Contudo, ainda há esperança para restaurar a mutilada democracia. As Nações Unidas têm de tomar os passos necessários para que violações como esta não aconteçam. Todas as doações recebidas pela UNDP para Timor Leste deveriam ser canalizadas de forma a revitalizar o afectado poder judicial bem como a restauração do respeito pela lei e ordem.

Os media também têm de ser chamados a desempenhar um papel importante, de modo a relatar em primeira-mão informações prevalecentes em Timor Leste. Os media desempenham um papel bastante importante no mundo moderno, estes podem advertir consciências e também pressionar as autoridades a tomarem medidas contra estas violações.

Actos como estes não deveriam ficar impunes.

A Constituição de Timor Leste providencia claras directrizes em relação às obrigações constitucionais do presidente.

O artigo 79 (2) consagra o seguinte:

”O Presidente da República responde perante o Supremo Tribunal de Justiça por crimes praticados no exercício das suas funções e pela violação clara e grave das suas obrigações constitucionais.”

+-------+

__Tarefa__. Transcreve o excerto sobre a democracia em Timor Leste na íntegra, sem mudar nada. Responde apenas com base no excerto.

+-------+

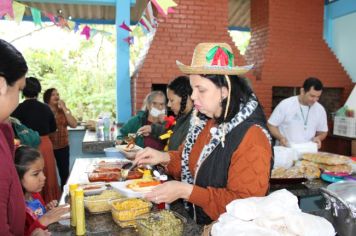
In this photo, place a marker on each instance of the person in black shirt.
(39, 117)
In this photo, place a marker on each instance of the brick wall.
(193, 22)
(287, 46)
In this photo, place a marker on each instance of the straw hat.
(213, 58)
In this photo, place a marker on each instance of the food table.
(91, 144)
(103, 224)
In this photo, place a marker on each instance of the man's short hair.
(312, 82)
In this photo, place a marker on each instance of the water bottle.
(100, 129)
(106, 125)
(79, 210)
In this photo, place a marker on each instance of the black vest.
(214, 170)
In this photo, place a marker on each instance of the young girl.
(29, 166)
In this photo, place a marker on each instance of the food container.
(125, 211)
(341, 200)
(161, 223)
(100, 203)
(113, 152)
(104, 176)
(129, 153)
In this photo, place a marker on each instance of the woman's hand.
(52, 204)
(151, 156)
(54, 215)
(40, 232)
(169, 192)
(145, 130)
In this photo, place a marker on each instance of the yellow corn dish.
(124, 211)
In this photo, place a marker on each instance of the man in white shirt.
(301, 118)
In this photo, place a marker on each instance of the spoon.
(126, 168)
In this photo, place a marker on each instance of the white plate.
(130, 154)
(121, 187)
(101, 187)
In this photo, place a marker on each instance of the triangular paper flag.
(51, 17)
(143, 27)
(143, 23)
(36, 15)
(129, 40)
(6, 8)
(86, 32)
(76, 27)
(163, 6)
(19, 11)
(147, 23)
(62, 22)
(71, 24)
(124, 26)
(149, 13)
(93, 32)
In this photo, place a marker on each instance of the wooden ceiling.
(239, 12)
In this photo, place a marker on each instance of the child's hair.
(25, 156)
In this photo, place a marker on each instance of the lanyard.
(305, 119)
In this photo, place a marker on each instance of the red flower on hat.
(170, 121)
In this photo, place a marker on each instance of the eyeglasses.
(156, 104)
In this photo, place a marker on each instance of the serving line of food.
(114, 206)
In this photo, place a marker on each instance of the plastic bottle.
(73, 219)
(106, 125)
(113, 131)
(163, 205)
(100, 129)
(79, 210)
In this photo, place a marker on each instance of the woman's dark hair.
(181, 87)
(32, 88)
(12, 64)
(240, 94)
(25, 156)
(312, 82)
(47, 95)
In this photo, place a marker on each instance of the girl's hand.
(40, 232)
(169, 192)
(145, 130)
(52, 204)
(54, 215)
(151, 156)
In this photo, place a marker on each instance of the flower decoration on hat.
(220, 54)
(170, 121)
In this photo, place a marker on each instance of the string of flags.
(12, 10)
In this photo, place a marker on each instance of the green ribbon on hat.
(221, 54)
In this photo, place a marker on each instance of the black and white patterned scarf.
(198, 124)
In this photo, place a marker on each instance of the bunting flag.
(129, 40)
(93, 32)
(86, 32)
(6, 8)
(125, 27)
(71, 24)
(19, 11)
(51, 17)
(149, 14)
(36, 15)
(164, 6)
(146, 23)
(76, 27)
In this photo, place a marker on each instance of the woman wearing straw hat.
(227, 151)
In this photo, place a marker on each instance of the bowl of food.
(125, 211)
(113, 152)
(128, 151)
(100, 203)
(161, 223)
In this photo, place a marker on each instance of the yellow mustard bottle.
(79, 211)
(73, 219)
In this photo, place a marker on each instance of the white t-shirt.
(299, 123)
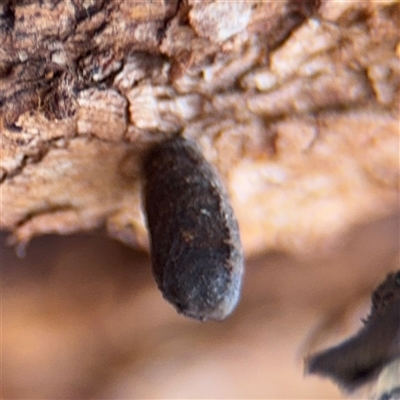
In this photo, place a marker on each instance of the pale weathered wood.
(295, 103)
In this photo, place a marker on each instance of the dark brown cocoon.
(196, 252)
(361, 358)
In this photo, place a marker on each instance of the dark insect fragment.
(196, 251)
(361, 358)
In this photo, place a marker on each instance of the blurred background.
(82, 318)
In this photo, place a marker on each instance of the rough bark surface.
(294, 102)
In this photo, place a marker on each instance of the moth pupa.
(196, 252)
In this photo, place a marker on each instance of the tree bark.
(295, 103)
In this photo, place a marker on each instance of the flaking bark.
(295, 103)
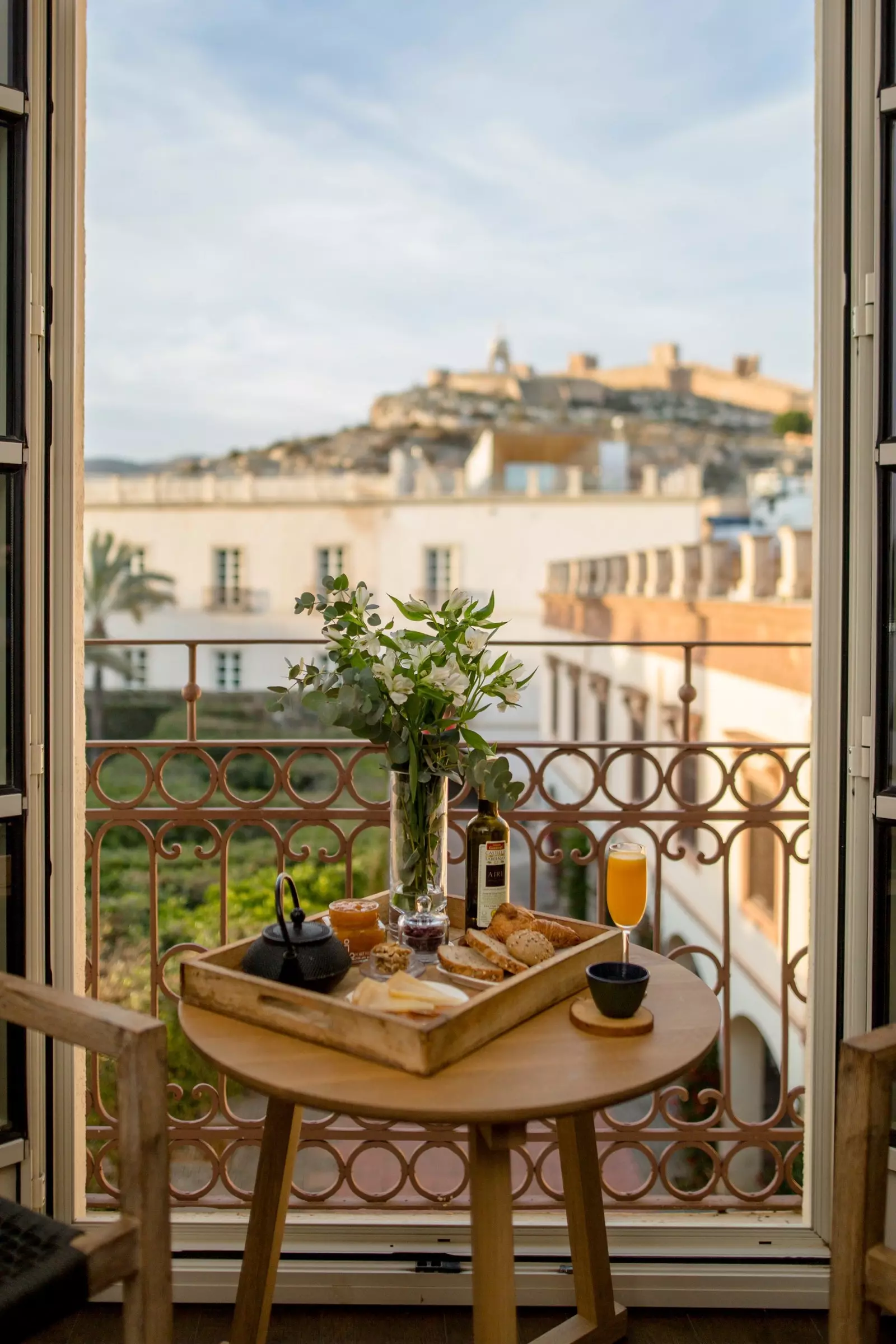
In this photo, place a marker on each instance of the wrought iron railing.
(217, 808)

+-------+

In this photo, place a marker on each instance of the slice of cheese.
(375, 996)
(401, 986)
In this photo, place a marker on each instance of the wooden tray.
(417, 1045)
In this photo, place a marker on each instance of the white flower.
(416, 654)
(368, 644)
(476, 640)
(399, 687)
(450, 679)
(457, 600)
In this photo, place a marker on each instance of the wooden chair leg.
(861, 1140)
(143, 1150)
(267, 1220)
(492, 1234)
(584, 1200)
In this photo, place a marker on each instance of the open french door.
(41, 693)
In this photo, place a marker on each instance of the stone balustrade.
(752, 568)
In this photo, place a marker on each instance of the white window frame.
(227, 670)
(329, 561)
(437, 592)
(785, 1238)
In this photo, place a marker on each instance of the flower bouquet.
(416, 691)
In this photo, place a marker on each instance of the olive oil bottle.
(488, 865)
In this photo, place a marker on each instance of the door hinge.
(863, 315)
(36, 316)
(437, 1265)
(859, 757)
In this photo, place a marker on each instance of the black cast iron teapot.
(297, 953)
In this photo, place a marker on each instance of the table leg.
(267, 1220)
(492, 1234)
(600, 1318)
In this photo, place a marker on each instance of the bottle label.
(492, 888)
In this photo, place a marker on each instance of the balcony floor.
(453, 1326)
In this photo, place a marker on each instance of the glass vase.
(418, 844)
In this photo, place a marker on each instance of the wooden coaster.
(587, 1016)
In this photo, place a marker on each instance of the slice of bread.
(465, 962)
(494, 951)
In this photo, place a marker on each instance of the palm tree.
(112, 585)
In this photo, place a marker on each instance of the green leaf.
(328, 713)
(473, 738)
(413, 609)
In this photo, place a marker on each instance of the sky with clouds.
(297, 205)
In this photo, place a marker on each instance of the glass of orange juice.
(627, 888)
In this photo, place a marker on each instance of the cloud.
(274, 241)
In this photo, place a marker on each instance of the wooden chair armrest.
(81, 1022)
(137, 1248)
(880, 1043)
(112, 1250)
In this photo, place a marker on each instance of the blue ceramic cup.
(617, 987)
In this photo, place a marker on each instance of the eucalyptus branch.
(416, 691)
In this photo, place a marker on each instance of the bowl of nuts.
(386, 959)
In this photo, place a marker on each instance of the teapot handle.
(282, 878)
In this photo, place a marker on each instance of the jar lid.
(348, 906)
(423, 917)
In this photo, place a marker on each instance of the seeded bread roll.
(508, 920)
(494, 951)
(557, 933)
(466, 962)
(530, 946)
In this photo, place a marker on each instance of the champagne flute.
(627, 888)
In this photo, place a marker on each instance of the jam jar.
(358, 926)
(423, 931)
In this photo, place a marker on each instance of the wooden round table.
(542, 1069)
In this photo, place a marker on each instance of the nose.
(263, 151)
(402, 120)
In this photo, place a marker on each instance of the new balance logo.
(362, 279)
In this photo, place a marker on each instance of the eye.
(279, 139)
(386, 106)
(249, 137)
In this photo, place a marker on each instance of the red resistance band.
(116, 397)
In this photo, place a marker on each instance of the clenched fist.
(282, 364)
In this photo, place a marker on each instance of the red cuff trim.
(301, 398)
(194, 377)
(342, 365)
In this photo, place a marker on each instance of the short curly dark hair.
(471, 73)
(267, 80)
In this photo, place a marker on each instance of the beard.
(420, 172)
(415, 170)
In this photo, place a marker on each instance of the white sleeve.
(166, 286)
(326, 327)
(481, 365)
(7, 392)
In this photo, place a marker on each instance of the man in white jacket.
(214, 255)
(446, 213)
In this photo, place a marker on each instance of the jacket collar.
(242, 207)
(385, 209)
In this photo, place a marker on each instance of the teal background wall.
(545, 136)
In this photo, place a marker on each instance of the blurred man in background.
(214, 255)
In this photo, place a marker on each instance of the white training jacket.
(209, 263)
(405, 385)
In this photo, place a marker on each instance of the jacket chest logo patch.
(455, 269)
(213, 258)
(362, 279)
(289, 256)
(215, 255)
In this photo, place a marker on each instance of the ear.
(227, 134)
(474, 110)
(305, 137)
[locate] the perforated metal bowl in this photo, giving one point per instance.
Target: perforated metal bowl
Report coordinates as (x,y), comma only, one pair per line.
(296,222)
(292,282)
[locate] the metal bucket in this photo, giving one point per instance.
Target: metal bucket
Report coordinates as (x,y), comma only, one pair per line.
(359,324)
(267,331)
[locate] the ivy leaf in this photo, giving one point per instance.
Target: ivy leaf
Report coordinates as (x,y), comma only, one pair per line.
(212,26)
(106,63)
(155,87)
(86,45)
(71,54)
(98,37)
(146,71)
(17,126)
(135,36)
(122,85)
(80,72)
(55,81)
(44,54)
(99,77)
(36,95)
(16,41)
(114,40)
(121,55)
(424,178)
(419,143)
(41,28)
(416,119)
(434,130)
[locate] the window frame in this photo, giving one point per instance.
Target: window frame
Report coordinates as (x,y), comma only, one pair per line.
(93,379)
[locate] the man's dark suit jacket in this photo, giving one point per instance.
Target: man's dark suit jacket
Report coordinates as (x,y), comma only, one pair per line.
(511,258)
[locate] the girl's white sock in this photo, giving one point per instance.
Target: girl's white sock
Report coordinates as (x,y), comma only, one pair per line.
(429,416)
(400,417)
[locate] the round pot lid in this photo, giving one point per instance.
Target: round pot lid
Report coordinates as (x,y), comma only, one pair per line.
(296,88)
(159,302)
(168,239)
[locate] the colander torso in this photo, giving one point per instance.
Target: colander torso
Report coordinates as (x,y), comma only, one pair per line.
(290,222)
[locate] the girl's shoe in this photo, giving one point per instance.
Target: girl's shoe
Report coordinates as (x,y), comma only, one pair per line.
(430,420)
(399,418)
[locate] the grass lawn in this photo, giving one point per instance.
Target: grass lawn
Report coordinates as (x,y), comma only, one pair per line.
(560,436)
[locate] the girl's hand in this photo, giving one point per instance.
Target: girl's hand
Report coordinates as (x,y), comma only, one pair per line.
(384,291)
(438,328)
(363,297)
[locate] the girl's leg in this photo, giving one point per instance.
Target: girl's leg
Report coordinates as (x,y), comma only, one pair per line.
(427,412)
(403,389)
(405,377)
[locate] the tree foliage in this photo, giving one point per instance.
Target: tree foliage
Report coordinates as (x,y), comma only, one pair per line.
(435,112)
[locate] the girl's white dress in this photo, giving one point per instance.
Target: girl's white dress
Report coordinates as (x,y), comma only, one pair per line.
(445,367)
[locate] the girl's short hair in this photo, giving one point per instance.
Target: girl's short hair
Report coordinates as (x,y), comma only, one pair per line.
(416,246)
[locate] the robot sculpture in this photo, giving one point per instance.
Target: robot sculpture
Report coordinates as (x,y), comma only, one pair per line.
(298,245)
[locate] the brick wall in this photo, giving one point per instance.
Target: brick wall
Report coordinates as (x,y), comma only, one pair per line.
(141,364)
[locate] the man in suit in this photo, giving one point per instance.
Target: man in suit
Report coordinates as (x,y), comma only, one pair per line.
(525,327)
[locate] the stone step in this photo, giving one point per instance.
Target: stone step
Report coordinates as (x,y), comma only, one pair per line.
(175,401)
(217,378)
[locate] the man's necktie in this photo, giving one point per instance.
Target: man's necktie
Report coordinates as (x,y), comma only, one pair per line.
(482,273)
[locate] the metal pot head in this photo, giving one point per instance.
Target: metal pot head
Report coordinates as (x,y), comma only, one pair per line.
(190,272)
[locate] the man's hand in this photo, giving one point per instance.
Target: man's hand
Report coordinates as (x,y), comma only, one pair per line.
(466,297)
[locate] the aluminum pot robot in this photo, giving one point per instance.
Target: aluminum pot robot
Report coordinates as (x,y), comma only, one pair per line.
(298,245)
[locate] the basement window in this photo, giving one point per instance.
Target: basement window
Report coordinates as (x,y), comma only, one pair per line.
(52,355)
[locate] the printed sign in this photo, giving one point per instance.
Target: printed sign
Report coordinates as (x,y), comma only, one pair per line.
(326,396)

+-------+

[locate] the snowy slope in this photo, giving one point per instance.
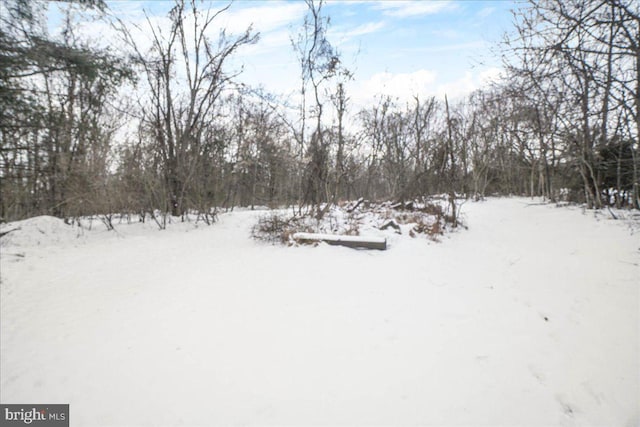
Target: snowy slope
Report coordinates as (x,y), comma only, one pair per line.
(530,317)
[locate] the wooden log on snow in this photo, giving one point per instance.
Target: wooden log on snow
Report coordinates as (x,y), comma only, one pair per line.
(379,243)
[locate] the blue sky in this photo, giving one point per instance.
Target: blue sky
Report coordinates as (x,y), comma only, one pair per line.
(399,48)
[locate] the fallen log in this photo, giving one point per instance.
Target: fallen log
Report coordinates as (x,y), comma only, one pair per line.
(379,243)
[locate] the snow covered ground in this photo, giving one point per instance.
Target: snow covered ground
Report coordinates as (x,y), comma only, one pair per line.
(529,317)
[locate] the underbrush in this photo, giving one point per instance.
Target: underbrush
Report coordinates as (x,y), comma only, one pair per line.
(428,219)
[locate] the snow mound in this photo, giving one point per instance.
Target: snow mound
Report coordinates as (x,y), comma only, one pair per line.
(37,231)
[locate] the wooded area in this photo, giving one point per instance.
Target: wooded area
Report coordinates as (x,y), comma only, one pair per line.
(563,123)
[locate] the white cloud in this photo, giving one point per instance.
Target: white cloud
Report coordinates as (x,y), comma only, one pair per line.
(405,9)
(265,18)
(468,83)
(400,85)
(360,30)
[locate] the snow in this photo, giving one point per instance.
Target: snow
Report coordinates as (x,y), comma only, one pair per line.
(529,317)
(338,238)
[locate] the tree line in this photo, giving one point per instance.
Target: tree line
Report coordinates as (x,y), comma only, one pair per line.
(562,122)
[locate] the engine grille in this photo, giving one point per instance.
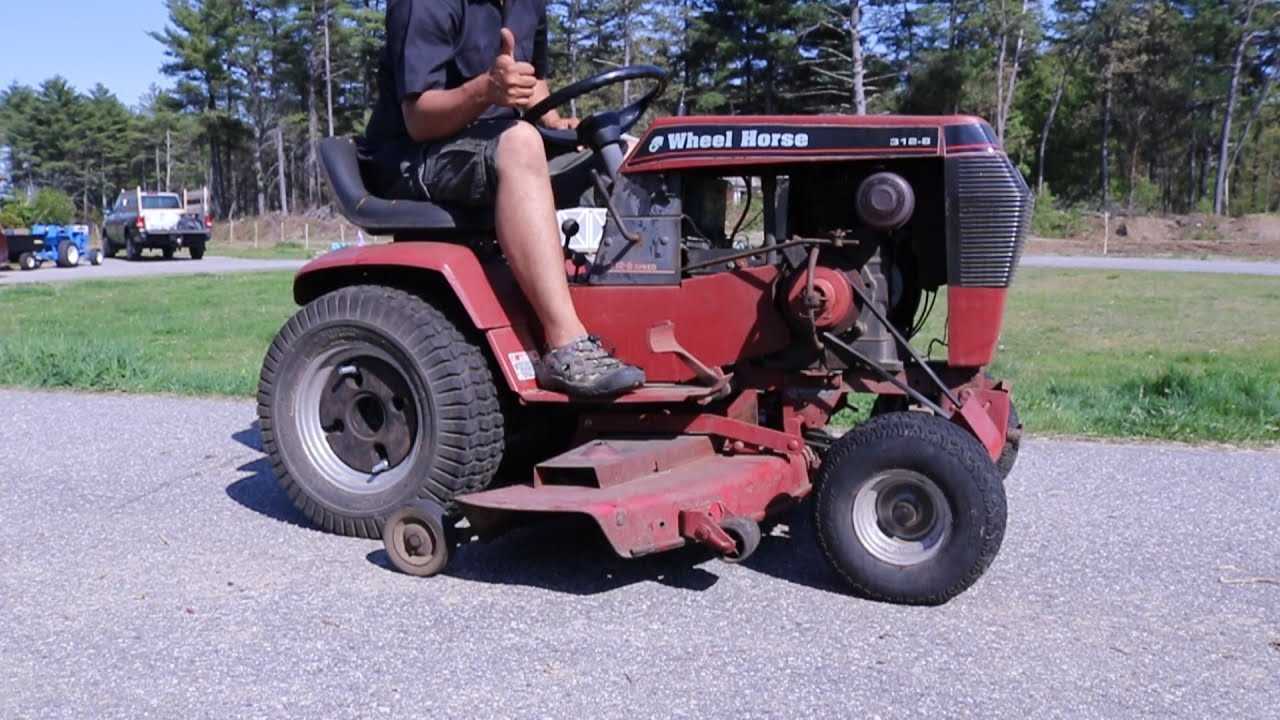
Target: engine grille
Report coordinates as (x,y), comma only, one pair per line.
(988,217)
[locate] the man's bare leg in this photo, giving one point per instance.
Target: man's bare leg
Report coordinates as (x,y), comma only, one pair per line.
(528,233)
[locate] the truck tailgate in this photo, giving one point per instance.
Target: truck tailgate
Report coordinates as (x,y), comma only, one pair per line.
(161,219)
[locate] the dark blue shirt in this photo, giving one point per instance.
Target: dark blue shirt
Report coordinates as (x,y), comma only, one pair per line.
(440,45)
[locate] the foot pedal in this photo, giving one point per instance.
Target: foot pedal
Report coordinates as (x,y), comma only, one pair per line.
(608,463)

+-------+

__Resposta do exercício__.
Contudo, ainda há esperança para restaurar a mutilada democracia. As Nações Unidas têm de tomar os passos necessários para que violações como esta não aconteçam. Todas as doações recebidas pela UNDP para Timor Leste deveriam ser canalizadas de forma a revitalizar o afectado poder judicial bem como a restauração do respeito pela lei e ordem.

Os media também têm de ser chamados a desempenhar um papel importante, de modo a relatar em primeira-mão informações prevalecentes em Timor Leste. Os media desempenham um papel bastante importante no mundo moderno, estes podem advertir consciências e também pressionar as autoridades a tomarem medidas contra estas violações.

Actos como estes não deveriam ficar impunes.

A Constituição de Timor Leste providencia claras directrizes em relação às obrigações constitucionais do presidente.

O artigo 79 (2) consagra o seguinte:

”O Presidente da República responde perante o Supremo Tribunal de Justiça por crimes praticados no exercício das suas funções e pela violação clara e grave das suas obrigações constitucionais.”